◆ **Task requirements**: Return every one of the following records word for word, leaving out the pictures.

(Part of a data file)
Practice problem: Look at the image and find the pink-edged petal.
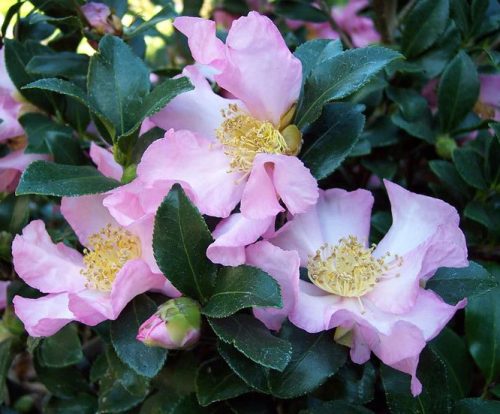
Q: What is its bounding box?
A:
[61,194,118,246]
[0,280,10,310]
[151,66,244,140]
[270,189,373,266]
[12,220,86,293]
[13,293,75,337]
[137,130,244,217]
[90,142,123,181]
[69,259,165,326]
[174,16,225,67]
[207,213,274,266]
[215,12,302,125]
[246,241,300,331]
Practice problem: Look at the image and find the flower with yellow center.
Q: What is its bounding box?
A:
[216,104,302,173]
[307,236,402,310]
[81,224,141,292]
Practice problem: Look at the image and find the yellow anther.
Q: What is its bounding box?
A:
[216,105,302,173]
[81,224,141,292]
[307,236,402,300]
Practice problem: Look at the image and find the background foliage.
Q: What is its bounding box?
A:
[0,0,500,414]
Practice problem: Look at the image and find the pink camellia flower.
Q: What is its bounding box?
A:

◆ **Finished answer**:
Practice problem: Look at the image and find the pink-edged petal.
Q: What is its bounding box?
A:
[61,194,118,246]
[0,280,10,310]
[151,66,244,140]
[270,189,373,266]
[12,220,86,293]
[13,293,75,337]
[137,130,244,217]
[90,142,123,181]
[69,259,165,326]
[174,16,225,67]
[207,213,274,266]
[215,12,302,125]
[246,241,300,331]
Practice problem: Look at the image and find the flower with yellow center.
Q: What is its bounding box?
A:
[216,104,302,173]
[307,236,402,310]
[81,224,141,292]
Practice problem: Look at the image and find the yellow anther.
Q: What is its bounding box?
A:
[216,105,302,173]
[81,224,141,292]
[307,236,402,300]
Practice problem: Look at the image and find the background foliage.
Q: What is its bounding box?
A:
[0,0,500,414]
Practice problem: Look at the image and find the pink camellia flower.
Q: What is its bounding box?
A:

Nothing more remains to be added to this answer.